Short task:
From the records below, return without any change the stretch from the line containing "For the sports highlight reel, tag every paved" through the line containing "xmin=178 ymin=75 xmax=274 ymax=142".

▬▬▬▬▬▬▬▬▬▬

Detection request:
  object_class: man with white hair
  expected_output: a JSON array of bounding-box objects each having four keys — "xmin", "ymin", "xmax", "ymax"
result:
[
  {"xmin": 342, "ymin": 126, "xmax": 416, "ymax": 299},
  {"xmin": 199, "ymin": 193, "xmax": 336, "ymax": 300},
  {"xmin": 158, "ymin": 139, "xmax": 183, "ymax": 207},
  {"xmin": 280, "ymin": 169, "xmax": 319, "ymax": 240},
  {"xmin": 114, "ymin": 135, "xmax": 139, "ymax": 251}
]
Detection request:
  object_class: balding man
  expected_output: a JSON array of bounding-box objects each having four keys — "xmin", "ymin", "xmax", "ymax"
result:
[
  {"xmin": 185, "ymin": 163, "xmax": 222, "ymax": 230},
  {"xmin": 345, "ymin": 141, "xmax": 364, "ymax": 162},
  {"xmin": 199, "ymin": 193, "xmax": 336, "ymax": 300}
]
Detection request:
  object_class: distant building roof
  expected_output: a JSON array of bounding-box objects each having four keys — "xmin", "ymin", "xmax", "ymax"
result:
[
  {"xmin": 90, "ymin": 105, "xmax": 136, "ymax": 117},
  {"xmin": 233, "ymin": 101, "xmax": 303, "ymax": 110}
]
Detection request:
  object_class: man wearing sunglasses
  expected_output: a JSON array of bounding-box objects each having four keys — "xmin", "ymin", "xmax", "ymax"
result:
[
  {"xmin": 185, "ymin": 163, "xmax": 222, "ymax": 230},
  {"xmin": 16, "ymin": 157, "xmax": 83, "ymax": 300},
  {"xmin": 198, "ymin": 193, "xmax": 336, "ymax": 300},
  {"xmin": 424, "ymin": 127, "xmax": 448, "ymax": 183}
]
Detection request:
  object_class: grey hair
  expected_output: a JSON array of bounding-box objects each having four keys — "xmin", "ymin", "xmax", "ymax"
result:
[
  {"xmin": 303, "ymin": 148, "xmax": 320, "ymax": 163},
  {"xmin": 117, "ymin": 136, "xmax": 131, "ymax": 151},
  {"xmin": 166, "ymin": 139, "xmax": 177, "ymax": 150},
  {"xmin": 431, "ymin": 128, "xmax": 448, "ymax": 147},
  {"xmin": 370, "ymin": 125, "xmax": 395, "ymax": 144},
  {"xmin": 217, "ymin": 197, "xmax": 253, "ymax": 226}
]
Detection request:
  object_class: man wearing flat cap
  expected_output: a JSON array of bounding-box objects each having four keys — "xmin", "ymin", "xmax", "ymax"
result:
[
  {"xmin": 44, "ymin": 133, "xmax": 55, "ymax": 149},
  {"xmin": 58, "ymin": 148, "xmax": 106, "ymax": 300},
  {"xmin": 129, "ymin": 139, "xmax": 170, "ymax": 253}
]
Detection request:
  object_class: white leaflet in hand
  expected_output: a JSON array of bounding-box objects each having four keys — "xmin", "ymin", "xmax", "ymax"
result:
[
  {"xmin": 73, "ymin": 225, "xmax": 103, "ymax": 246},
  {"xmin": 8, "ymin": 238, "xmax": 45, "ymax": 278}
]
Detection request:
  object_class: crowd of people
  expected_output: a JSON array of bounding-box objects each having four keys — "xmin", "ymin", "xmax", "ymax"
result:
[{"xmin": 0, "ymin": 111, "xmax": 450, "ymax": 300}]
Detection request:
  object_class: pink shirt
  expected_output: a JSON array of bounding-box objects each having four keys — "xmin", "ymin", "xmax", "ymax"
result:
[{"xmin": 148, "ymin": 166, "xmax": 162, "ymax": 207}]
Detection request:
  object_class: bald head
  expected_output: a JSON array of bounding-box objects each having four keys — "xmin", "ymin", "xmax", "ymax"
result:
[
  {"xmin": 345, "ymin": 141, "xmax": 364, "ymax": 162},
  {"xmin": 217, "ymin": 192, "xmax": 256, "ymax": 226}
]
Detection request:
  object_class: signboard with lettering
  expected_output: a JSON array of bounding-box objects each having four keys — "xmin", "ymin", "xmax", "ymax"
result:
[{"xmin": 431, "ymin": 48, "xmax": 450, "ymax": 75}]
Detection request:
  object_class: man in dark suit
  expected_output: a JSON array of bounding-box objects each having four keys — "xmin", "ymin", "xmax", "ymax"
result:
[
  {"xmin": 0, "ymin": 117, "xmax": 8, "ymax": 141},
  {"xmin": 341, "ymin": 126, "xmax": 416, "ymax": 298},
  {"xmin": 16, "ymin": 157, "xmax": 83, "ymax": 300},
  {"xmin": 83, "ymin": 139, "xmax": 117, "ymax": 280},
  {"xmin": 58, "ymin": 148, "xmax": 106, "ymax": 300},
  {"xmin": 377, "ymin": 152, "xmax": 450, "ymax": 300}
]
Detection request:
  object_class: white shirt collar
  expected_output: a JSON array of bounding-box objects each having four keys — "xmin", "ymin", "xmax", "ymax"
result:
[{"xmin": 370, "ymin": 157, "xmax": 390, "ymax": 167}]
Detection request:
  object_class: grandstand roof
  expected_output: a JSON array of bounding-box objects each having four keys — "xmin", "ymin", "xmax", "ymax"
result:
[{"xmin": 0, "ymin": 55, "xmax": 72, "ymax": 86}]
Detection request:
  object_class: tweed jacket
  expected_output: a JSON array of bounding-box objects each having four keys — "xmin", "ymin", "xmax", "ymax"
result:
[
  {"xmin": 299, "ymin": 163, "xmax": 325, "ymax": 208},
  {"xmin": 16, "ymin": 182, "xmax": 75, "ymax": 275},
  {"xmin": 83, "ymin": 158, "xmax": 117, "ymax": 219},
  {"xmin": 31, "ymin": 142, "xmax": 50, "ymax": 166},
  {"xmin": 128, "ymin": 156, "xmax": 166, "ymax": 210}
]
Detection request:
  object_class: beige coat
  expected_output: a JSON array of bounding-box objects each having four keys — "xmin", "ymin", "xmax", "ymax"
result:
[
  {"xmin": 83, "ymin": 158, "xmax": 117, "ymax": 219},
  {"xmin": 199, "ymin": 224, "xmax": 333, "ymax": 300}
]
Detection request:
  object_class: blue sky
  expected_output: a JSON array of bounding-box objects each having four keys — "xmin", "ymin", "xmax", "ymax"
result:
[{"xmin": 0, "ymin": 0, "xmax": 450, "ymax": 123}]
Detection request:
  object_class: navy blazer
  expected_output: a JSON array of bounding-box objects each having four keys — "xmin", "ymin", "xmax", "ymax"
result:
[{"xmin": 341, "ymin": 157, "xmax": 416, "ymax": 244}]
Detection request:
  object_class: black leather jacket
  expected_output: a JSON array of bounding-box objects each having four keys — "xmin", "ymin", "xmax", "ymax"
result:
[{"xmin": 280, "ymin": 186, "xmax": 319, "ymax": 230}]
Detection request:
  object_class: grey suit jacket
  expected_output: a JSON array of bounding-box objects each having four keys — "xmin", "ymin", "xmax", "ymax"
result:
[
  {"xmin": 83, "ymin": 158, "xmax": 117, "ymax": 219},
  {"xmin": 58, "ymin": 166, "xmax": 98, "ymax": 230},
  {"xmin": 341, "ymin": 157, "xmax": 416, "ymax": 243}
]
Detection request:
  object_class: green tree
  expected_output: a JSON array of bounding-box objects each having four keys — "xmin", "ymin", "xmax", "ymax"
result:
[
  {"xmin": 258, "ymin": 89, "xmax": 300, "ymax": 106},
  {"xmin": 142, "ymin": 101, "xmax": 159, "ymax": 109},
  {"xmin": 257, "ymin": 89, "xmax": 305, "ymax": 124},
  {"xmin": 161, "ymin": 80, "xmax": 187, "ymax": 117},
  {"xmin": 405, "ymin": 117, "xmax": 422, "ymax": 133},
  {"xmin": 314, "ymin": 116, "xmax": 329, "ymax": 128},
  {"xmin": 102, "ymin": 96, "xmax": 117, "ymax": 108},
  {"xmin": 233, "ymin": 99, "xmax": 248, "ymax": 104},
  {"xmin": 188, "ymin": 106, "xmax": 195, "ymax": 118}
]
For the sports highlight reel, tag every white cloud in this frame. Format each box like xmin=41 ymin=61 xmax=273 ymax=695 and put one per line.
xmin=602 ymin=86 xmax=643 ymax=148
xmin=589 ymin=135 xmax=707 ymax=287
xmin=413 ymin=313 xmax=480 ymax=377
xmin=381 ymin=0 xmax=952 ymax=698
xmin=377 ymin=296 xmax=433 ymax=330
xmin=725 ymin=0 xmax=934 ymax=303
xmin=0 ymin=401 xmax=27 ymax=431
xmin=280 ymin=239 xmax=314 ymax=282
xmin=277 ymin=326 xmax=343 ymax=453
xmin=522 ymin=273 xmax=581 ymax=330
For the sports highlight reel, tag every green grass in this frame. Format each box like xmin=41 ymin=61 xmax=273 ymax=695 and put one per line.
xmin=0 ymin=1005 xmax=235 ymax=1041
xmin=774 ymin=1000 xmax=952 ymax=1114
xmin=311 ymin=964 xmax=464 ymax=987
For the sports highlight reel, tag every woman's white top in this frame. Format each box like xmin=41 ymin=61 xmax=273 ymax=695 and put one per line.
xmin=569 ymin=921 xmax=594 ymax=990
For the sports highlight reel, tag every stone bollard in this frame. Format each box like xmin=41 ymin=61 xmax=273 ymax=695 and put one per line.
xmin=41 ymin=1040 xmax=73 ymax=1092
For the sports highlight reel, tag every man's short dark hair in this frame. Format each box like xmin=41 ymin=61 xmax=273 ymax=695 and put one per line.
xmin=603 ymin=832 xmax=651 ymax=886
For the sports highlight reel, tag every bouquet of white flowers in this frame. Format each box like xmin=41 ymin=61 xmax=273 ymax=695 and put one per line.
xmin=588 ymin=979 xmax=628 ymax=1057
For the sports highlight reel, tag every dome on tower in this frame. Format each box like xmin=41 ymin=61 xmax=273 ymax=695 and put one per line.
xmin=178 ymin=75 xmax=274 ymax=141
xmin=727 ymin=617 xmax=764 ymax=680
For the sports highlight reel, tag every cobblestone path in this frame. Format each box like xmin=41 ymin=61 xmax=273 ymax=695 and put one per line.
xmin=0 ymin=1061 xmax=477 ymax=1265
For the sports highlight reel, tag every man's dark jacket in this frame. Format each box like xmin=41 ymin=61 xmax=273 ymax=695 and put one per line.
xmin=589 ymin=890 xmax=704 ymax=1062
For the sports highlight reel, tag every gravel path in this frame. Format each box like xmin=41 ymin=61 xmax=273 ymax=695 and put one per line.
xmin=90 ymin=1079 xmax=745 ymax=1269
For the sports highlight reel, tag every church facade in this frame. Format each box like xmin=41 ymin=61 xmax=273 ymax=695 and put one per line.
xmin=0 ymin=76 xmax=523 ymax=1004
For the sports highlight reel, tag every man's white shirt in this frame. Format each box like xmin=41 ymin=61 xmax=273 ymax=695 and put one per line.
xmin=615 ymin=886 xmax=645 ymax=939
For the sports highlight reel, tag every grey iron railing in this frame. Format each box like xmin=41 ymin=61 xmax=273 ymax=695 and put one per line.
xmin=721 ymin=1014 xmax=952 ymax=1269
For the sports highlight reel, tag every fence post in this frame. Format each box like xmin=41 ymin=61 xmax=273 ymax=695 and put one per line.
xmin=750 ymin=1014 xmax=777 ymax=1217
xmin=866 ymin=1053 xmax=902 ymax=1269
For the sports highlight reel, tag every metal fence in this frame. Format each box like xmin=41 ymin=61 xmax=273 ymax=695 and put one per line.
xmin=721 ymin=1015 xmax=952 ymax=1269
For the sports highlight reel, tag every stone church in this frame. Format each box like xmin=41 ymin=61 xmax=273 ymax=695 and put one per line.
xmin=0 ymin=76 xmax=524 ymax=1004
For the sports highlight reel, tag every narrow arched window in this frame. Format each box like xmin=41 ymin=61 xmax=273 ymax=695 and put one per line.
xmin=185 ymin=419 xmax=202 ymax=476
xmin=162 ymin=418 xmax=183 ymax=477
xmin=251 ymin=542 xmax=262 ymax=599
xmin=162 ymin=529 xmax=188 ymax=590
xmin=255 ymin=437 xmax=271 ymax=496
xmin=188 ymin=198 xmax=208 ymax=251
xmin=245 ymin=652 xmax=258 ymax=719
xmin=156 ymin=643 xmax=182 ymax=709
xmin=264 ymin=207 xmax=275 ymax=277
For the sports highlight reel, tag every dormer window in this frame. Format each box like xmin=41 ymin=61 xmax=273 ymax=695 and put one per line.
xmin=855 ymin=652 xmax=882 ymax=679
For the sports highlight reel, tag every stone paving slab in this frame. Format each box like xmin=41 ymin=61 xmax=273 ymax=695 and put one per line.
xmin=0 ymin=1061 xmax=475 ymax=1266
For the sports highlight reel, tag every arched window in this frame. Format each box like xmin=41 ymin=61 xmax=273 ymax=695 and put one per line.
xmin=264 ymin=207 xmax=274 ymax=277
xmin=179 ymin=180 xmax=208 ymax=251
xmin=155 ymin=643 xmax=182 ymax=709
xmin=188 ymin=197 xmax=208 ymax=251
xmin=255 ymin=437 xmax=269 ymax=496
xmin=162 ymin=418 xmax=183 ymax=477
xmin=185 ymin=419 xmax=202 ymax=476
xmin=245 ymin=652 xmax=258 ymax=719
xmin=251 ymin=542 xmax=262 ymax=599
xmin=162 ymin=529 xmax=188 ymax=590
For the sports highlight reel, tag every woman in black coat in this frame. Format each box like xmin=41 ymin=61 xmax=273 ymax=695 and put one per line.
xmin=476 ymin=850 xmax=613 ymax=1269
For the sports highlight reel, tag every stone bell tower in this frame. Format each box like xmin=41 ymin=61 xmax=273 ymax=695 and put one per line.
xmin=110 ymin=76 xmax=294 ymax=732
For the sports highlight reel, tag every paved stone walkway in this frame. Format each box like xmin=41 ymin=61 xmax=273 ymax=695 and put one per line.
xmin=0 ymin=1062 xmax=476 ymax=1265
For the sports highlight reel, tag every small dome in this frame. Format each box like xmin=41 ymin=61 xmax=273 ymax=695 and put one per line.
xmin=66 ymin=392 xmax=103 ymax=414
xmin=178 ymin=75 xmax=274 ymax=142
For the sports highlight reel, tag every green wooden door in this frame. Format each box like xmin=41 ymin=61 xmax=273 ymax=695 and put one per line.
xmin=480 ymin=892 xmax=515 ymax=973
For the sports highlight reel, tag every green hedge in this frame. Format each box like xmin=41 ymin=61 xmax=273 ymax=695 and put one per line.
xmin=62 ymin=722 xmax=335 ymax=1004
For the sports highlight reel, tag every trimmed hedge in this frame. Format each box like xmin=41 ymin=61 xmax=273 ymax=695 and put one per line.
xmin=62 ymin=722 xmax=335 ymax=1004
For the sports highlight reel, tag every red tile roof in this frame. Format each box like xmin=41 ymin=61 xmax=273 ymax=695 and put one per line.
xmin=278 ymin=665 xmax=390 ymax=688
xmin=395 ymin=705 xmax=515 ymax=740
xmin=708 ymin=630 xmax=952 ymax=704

▬▬▬▬▬▬▬▬▬▬

Written response:
For the sports highlight reel, tag every paved stone walkway in this frame. Format each box like xmin=41 ymin=61 xmax=273 ymax=695 and put one per line.
xmin=0 ymin=1062 xmax=476 ymax=1265
For the sports highlight reel, tag every small dome in this frame. Format each box like xmin=41 ymin=61 xmax=273 ymax=695 and put one per line.
xmin=66 ymin=392 xmax=103 ymax=414
xmin=178 ymin=75 xmax=274 ymax=142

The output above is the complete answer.